→ **Text section**
--------------------------------------------------

Re: pkgs contain non URL safe characters

From: Ronald Klop <ronald-lists_at_klop.ws>
Date: Tue, 01 Mar 2022 12:06:42 UTC
On 3/1/22 12:57, Ronald Klop wrote:
> On 2/17/22 03:05, Aristedes Maniatis wrote:
>> Just to check this behaviour, I used tcpdump to see what the request looked like from pkg-fetch.
>>
>>
>>      123.ish.com.au.15580 > pkg0.twn.freebsd.org.http: Flags [P.], cksum 0x80e0 (incorrect -> 0xfc82), seq 1:184, ack 1, win 1027, options [nop,nop,TS val 975600196 ecr 3136747760], length 183: HTTP, length: 183
>>      GET /FreeBSD:13:amd64/quarterly/All/openjdk11-11.0.13+8.1.pkg HTTP/1.1
>>      Host: pkgmir.geo.freebsd.org
>>      Accept: */*
>>      User-Agent: pkg/1.17.5
>>      Range: bytes=6733824-
>>      Connection: close
>>
>>
>> You can see in there that the + is not URL encoded. Is it expected that pkg uses URL standards for its repository? If not, any advice on how to host a repository on a commercial service like AWS cloudfront?
>>
>> Should we rewrite all our files with + symbols to spaces? Should pkg names only contain URL safe characters? Or should pkg-fetch be fixed to encode URLs?
>>
>>
>> I took a quick look at the source for pkg.c and where it calls fetchXGet but I can't understand where any URL encoding might happen.

--------------------------------------------------

→ **Recorded data**
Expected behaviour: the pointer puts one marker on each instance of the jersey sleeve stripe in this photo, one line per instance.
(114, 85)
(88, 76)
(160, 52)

--------------------------------------------------

→ **Description of the task**
Quote the forum thread starting with "Re: pkgs contain" and going on through "like from pkg-fetch.". The listing comes from a separate source, not from the forum thread.

→ **Correct response**
Re: pkgs contain non URL safe characters

From: Ronald Klop <ronald-lists_at_klop.ws>
Date: Tue, 01 Mar 2022 12:06:42 UTC
On 3/1/22 12:57, Ronald Klop wrote:
> On 2/17/22 03:05, Aristedes Maniatis wrote:
>> Just to check this behaviour, I used tcpdump to see what the request looked like from pkg-fetch.